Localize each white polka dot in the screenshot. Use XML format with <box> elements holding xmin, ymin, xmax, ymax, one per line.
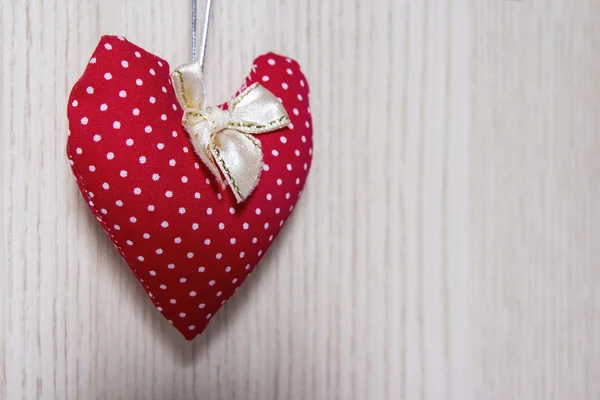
<box><xmin>217</xmin><ymin>193</ymin><xmax>222</xmax><ymax>200</ymax></box>
<box><xmin>232</xmin><ymin>278</ymin><xmax>238</xmax><ymax>284</ymax></box>
<box><xmin>252</xmin><ymin>237</ymin><xmax>258</xmax><ymax>244</ymax></box>
<box><xmin>298</xmin><ymin>94</ymin><xmax>303</xmax><ymax>101</ymax></box>
<box><xmin>288</xmin><ymin>123</ymin><xmax>294</xmax><ymax>129</ymax></box>
<box><xmin>181</xmin><ymin>176</ymin><xmax>188</xmax><ymax>183</ymax></box>
<box><xmin>172</xmin><ymin>131</ymin><xmax>178</xmax><ymax>137</ymax></box>
<box><xmin>135</xmin><ymin>51</ymin><xmax>141</xmax><ymax>58</ymax></box>
<box><xmin>270</xmin><ymin>234</ymin><xmax>274</xmax><ymax>241</ymax></box>
<box><xmin>229</xmin><ymin>207</ymin><xmax>235</xmax><ymax>214</ymax></box>
<box><xmin>286</xmin><ymin>164</ymin><xmax>292</xmax><ymax>171</ymax></box>
<box><xmin>104</xmin><ymin>72</ymin><xmax>112</xmax><ymax>80</ymax></box>
<box><xmin>89</xmin><ymin>57</ymin><xmax>96</xmax><ymax>64</ymax></box>
<box><xmin>198</xmin><ymin>303</ymin><xmax>205</xmax><ymax>309</ymax></box>
<box><xmin>243</xmin><ymin>222</ymin><xmax>249</xmax><ymax>230</ymax></box>
<box><xmin>130</xmin><ymin>216</ymin><xmax>137</xmax><ymax>223</ymax></box>
<box><xmin>126</xmin><ymin>138</ymin><xmax>133</xmax><ymax>146</ymax></box>
<box><xmin>262</xmin><ymin>75</ymin><xmax>270</xmax><ymax>82</ymax></box>
<box><xmin>198</xmin><ymin>267</ymin><xmax>205</xmax><ymax>272</ymax></box>
<box><xmin>215</xmin><ymin>253</ymin><xmax>222</xmax><ymax>259</ymax></box>
<box><xmin>149</xmin><ymin>270</ymin><xmax>156</xmax><ymax>276</ymax></box>
<box><xmin>295</xmin><ymin>149</ymin><xmax>300</xmax><ymax>156</ymax></box>
<box><xmin>293</xmin><ymin>108</ymin><xmax>299</xmax><ymax>116</ymax></box>
<box><xmin>204</xmin><ymin>238</ymin><xmax>211</xmax><ymax>245</ymax></box>
<box><xmin>206</xmin><ymin>313</ymin><xmax>213</xmax><ymax>319</ymax></box>
<box><xmin>88</xmin><ymin>201</ymin><xmax>94</xmax><ymax>207</ymax></box>
<box><xmin>179</xmin><ymin>278</ymin><xmax>187</xmax><ymax>283</ymax></box>
<box><xmin>272</xmin><ymin>150</ymin><xmax>279</xmax><ymax>156</ymax></box>
<box><xmin>194</xmin><ymin>162</ymin><xmax>200</xmax><ymax>169</ymax></box>
<box><xmin>286</xmin><ymin>68</ymin><xmax>293</xmax><ymax>75</ymax></box>
<box><xmin>179</xmin><ymin>207</ymin><xmax>186</xmax><ymax>214</ymax></box>
<box><xmin>147</xmin><ymin>205</ymin><xmax>155</xmax><ymax>211</ymax></box>
<box><xmin>172</xmin><ymin>104</ymin><xmax>177</xmax><ymax>110</ymax></box>
<box><xmin>159</xmin><ymin>284</ymin><xmax>167</xmax><ymax>290</ymax></box>
<box><xmin>149</xmin><ymin>68</ymin><xmax>156</xmax><ymax>75</ymax></box>
<box><xmin>71</xmin><ymin>100</ymin><xmax>78</xmax><ymax>107</ymax></box>
<box><xmin>245</xmin><ymin>264</ymin><xmax>251</xmax><ymax>270</ymax></box>
<box><xmin>143</xmin><ymin>233</ymin><xmax>150</xmax><ymax>239</ymax></box>
<box><xmin>305</xmin><ymin>121</ymin><xmax>310</xmax><ymax>128</ymax></box>
<box><xmin>161</xmin><ymin>221</ymin><xmax>168</xmax><ymax>228</ymax></box>
<box><xmin>280</xmin><ymin>136</ymin><xmax>287</xmax><ymax>144</ymax></box>
<box><xmin>230</xmin><ymin>238</ymin><xmax>236</xmax><ymax>244</ymax></box>
<box><xmin>304</xmin><ymin>163</ymin><xmax>308</xmax><ymax>170</ymax></box>
<box><xmin>192</xmin><ymin>223</ymin><xmax>199</xmax><ymax>230</ymax></box>
<box><xmin>113</xmin><ymin>121</ymin><xmax>121</xmax><ymax>129</ymax></box>
<box><xmin>209</xmin><ymin>280</ymin><xmax>216</xmax><ymax>286</ymax></box>
<box><xmin>119</xmin><ymin>90</ymin><xmax>127</xmax><ymax>98</ymax></box>
<box><xmin>144</xmin><ymin>125</ymin><xmax>152</xmax><ymax>133</ymax></box>
<box><xmin>157</xmin><ymin>143</ymin><xmax>164</xmax><ymax>150</ymax></box>
<box><xmin>187</xmin><ymin>252</ymin><xmax>194</xmax><ymax>258</ymax></box>
<box><xmin>205</xmin><ymin>178</ymin><xmax>210</xmax><ymax>184</ymax></box>
<box><xmin>239</xmin><ymin>252</ymin><xmax>245</xmax><ymax>258</ymax></box>
<box><xmin>216</xmin><ymin>291</ymin><xmax>222</xmax><ymax>297</ymax></box>
<box><xmin>161</xmin><ymin>87</ymin><xmax>167</xmax><ymax>93</ymax></box>
<box><xmin>120</xmin><ymin>170</ymin><xmax>127</xmax><ymax>177</ymax></box>
<box><xmin>93</xmin><ymin>134</ymin><xmax>101</xmax><ymax>142</ymax></box>
<box><xmin>116</xmin><ymin>200</ymin><xmax>123</xmax><ymax>206</ymax></box>
<box><xmin>275</xmin><ymin>207</ymin><xmax>281</xmax><ymax>214</ymax></box>
<box><xmin>168</xmin><ymin>263</ymin><xmax>175</xmax><ymax>269</ymax></box>
<box><xmin>132</xmin><ymin>108</ymin><xmax>140</xmax><ymax>115</ymax></box>
<box><xmin>282</xmin><ymin>82</ymin><xmax>289</xmax><ymax>90</ymax></box>
<box><xmin>86</xmin><ymin>86</ymin><xmax>94</xmax><ymax>94</ymax></box>
<box><xmin>102</xmin><ymin>182</ymin><xmax>109</xmax><ymax>190</ymax></box>
<box><xmin>225</xmin><ymin>266</ymin><xmax>232</xmax><ymax>272</ymax></box>
<box><xmin>188</xmin><ymin>325</ymin><xmax>195</xmax><ymax>330</ymax></box>
<box><xmin>264</xmin><ymin>222</ymin><xmax>269</xmax><ymax>229</ymax></box>
<box><xmin>139</xmin><ymin>156</ymin><xmax>146</xmax><ymax>164</ymax></box>
<box><xmin>255</xmin><ymin>208</ymin><xmax>262</xmax><ymax>215</ymax></box>
<box><xmin>75</xmin><ymin>147</ymin><xmax>82</xmax><ymax>154</ymax></box>
<box><xmin>296</xmin><ymin>178</ymin><xmax>301</xmax><ymax>184</ymax></box>
<box><xmin>104</xmin><ymin>43</ymin><xmax>112</xmax><ymax>50</ymax></box>
<box><xmin>174</xmin><ymin>237</ymin><xmax>181</xmax><ymax>244</ymax></box>
<box><xmin>100</xmin><ymin>208</ymin><xmax>107</xmax><ymax>214</ymax></box>
<box><xmin>258</xmin><ymin>250</ymin><xmax>263</xmax><ymax>256</ymax></box>
<box><xmin>194</xmin><ymin>192</ymin><xmax>201</xmax><ymax>199</ymax></box>
<box><xmin>309</xmin><ymin>148</ymin><xmax>313</xmax><ymax>155</ymax></box>
<box><xmin>268</xmin><ymin>59</ymin><xmax>276</xmax><ymax>65</ymax></box>
<box><xmin>286</xmin><ymin>192</ymin><xmax>291</xmax><ymax>199</ymax></box>
<box><xmin>136</xmin><ymin>256</ymin><xmax>146</xmax><ymax>263</ymax></box>
<box><xmin>100</xmin><ymin>103</ymin><xmax>108</xmax><ymax>111</ymax></box>
<box><xmin>80</xmin><ymin>117</ymin><xmax>88</xmax><ymax>125</ymax></box>
<box><xmin>190</xmin><ymin>291</ymin><xmax>197</xmax><ymax>297</ymax></box>
<box><xmin>277</xmin><ymin>178</ymin><xmax>283</xmax><ymax>185</ymax></box>
<box><xmin>121</xmin><ymin>60</ymin><xmax>129</xmax><ymax>68</ymax></box>
<box><xmin>156</xmin><ymin>248</ymin><xmax>163</xmax><ymax>254</ymax></box>
<box><xmin>161</xmin><ymin>114</ymin><xmax>167</xmax><ymax>121</ymax></box>
<box><xmin>169</xmin><ymin>159</ymin><xmax>176</xmax><ymax>166</ymax></box>
<box><xmin>301</xmin><ymin>135</ymin><xmax>307</xmax><ymax>143</ymax></box>
<box><xmin>206</xmin><ymin>208</ymin><xmax>212</xmax><ymax>215</ymax></box>
<box><xmin>300</xmin><ymin>80</ymin><xmax>305</xmax><ymax>87</ymax></box>
<box><xmin>219</xmin><ymin>223</ymin><xmax>225</xmax><ymax>230</ymax></box>
<box><xmin>149</xmin><ymin>96</ymin><xmax>156</xmax><ymax>104</ymax></box>
<box><xmin>88</xmin><ymin>165</ymin><xmax>96</xmax><ymax>172</ymax></box>
<box><xmin>263</xmin><ymin>164</ymin><xmax>270</xmax><ymax>171</ymax></box>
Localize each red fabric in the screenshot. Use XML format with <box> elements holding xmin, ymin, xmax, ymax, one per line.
<box><xmin>66</xmin><ymin>35</ymin><xmax>312</xmax><ymax>339</ymax></box>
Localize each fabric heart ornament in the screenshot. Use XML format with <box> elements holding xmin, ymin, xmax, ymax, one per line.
<box><xmin>66</xmin><ymin>35</ymin><xmax>313</xmax><ymax>339</ymax></box>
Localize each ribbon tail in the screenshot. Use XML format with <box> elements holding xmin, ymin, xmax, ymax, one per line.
<box><xmin>209</xmin><ymin>130</ymin><xmax>263</xmax><ymax>203</ymax></box>
<box><xmin>186</xmin><ymin>120</ymin><xmax>223</xmax><ymax>186</ymax></box>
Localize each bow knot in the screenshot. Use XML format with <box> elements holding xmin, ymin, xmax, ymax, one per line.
<box><xmin>172</xmin><ymin>61</ymin><xmax>290</xmax><ymax>203</ymax></box>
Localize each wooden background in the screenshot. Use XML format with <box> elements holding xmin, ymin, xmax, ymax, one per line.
<box><xmin>2</xmin><ymin>0</ymin><xmax>599</xmax><ymax>399</ymax></box>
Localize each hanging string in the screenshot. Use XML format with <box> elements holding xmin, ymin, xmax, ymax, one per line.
<box><xmin>191</xmin><ymin>0</ymin><xmax>213</xmax><ymax>69</ymax></box>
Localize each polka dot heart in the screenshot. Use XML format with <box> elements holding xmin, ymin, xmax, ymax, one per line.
<box><xmin>66</xmin><ymin>36</ymin><xmax>313</xmax><ymax>340</ymax></box>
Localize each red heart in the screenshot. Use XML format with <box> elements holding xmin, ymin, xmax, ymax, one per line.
<box><xmin>66</xmin><ymin>35</ymin><xmax>313</xmax><ymax>339</ymax></box>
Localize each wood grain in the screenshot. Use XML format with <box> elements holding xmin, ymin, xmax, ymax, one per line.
<box><xmin>1</xmin><ymin>0</ymin><xmax>598</xmax><ymax>399</ymax></box>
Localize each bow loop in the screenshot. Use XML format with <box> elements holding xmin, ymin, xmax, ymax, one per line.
<box><xmin>171</xmin><ymin>61</ymin><xmax>290</xmax><ymax>203</ymax></box>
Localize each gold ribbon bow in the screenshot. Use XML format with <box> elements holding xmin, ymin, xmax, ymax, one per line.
<box><xmin>171</xmin><ymin>61</ymin><xmax>290</xmax><ymax>203</ymax></box>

* [Work to be completed] Quote only the lines from the one containing "Localize each red heart" through the final line of the records, with both ends included.

* [Completed task]
Localize each red heart in the screenshot. Use XML format with <box> elements holding xmin, ymin, xmax, ymax, one per line.
<box><xmin>66</xmin><ymin>35</ymin><xmax>313</xmax><ymax>339</ymax></box>
Localize each wood grain in the screenshot. Use XML format with <box> elements holding xmin, ymin, xmax, ymax, one per line.
<box><xmin>1</xmin><ymin>0</ymin><xmax>598</xmax><ymax>399</ymax></box>
Localize each bow loop in the screenshot. Use XML format with <box> elements holding xmin, ymin, xmax, ymax, one per line.
<box><xmin>171</xmin><ymin>61</ymin><xmax>290</xmax><ymax>203</ymax></box>
Localize each gold ribbon bow in the screenshot. Use XML format with <box> elements holding xmin, ymin, xmax, ymax, one per line.
<box><xmin>171</xmin><ymin>61</ymin><xmax>290</xmax><ymax>203</ymax></box>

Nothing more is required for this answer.